→ **EXTRACTED INFORMATION**
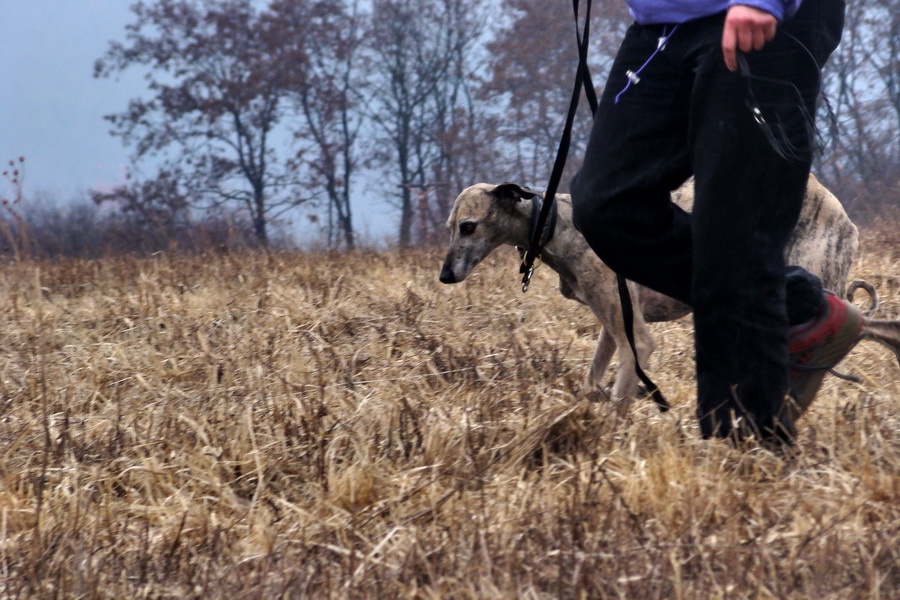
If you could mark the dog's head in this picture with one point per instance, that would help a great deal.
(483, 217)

--

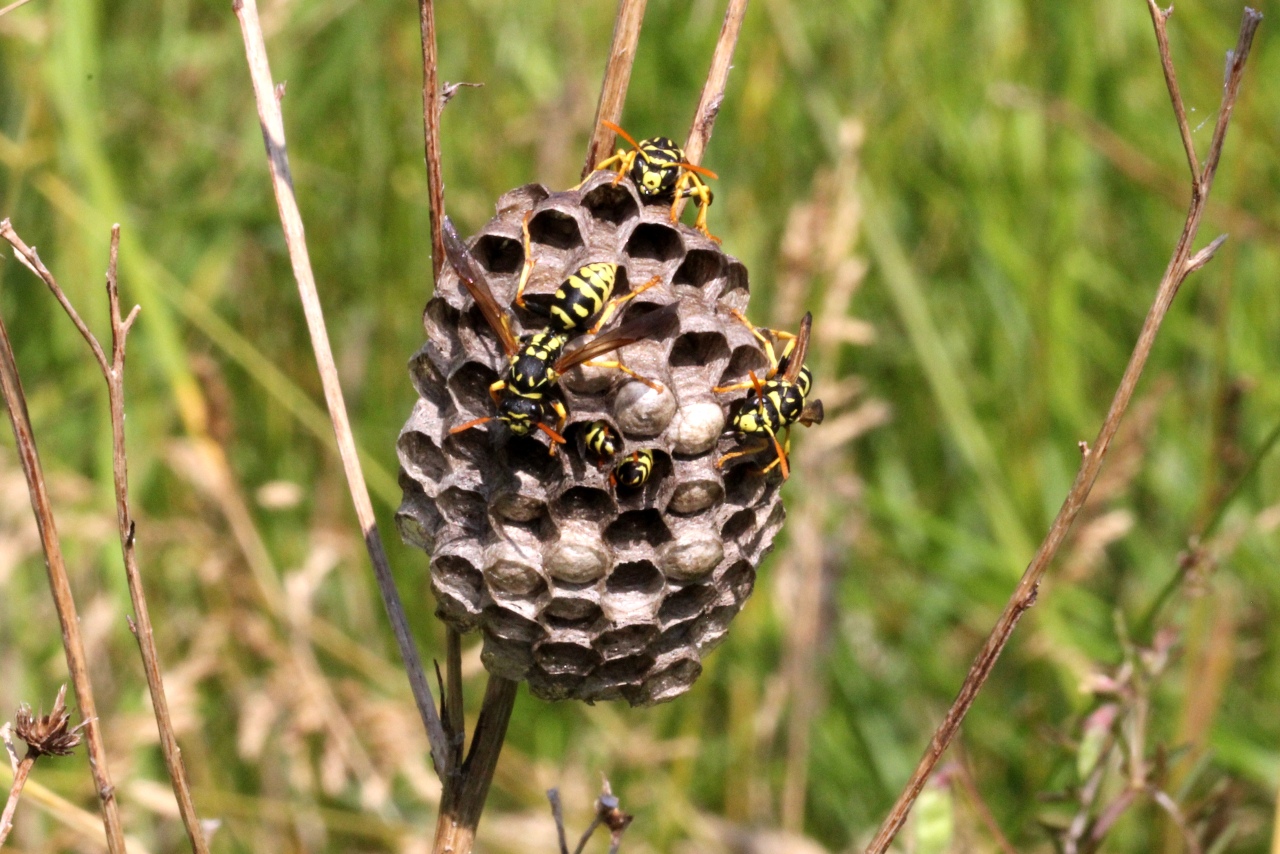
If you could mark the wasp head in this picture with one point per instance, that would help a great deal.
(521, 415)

---

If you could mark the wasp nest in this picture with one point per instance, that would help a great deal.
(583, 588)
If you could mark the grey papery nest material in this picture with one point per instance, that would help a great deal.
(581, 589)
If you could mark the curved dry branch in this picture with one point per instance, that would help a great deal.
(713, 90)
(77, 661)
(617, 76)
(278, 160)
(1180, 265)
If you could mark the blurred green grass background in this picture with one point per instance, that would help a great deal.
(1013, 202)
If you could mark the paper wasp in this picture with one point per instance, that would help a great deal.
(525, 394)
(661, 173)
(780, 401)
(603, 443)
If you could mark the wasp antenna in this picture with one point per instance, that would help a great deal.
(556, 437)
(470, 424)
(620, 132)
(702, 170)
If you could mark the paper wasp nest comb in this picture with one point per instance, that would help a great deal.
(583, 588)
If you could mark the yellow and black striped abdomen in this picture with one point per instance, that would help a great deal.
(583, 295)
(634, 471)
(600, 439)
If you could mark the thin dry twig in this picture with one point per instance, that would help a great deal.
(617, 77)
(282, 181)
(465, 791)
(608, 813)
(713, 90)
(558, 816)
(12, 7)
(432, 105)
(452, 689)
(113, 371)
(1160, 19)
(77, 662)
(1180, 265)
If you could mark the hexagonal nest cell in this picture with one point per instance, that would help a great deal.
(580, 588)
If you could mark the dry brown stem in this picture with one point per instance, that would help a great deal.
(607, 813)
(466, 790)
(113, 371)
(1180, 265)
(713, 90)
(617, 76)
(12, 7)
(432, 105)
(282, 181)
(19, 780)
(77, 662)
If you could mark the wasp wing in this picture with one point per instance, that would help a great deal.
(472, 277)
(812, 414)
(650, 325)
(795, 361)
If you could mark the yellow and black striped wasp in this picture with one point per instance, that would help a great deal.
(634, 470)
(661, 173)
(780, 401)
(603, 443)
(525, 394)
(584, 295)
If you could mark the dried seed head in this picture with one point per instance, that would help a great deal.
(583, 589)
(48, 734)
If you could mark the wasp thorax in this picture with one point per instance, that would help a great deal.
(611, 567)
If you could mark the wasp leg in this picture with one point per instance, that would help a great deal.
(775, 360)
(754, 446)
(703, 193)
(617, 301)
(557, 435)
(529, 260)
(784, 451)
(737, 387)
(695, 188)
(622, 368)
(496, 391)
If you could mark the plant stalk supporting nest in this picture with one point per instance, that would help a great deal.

→ **YOUR OBJECTIVE**
Working from the material above, restate word for word the lines between the line with "If you could mark the wasp antenna" and the line with "If you could mark the plant", both included, and only those.

→ **TASK RESPONSE**
If you could mark the wasp antenna in this picture with one point per instance, that would help a great deal.
(556, 437)
(470, 424)
(620, 132)
(702, 170)
If you could mark the paper wasp nest comb in this picture with one point per instance, that would help a great deal.
(583, 588)
If you could mark the yellow and black striped abdomen in this picture with one point per instance, that would help a great deal.
(583, 295)
(634, 471)
(600, 439)
If you could mark the thin dry twig in this picture with one point per instance, that would help a great deal.
(617, 77)
(282, 181)
(465, 791)
(608, 813)
(713, 90)
(558, 816)
(12, 7)
(432, 105)
(452, 689)
(113, 371)
(1160, 19)
(77, 662)
(1180, 265)
If you could mark the hexagonal nest cell in this picture with one point per instance, that would help a great deal.
(580, 588)
If you could mark the dry brown stem in this picture with one point per instance, that would help a great deal.
(607, 813)
(466, 790)
(113, 371)
(1180, 265)
(713, 90)
(617, 76)
(12, 7)
(432, 105)
(282, 181)
(19, 780)
(77, 662)
If you could mark the wasp wing in this picture with one point per instance, that would help a great deal.
(472, 277)
(812, 414)
(650, 325)
(795, 361)
If you could mark the yellow and black striped wasp in this picture with one point per instance, that would help a great deal.
(634, 470)
(661, 173)
(780, 401)
(603, 443)
(525, 394)
(584, 295)
If you could mark the dried seed head in this picture with one point per instance, that would help a great deal.
(583, 589)
(48, 734)
If you could mark the wasp thorax in this picture with one point per instance, that would help a great deal.
(611, 567)
If you could mark the wasp leg in this picture with one point per instance, that would help a great deal.
(775, 360)
(754, 446)
(703, 193)
(617, 301)
(557, 435)
(529, 260)
(784, 451)
(737, 387)
(695, 188)
(622, 368)
(496, 391)
If you could mark the plant stalk supporting nest in this picture with one point per instance, that would help a great deal.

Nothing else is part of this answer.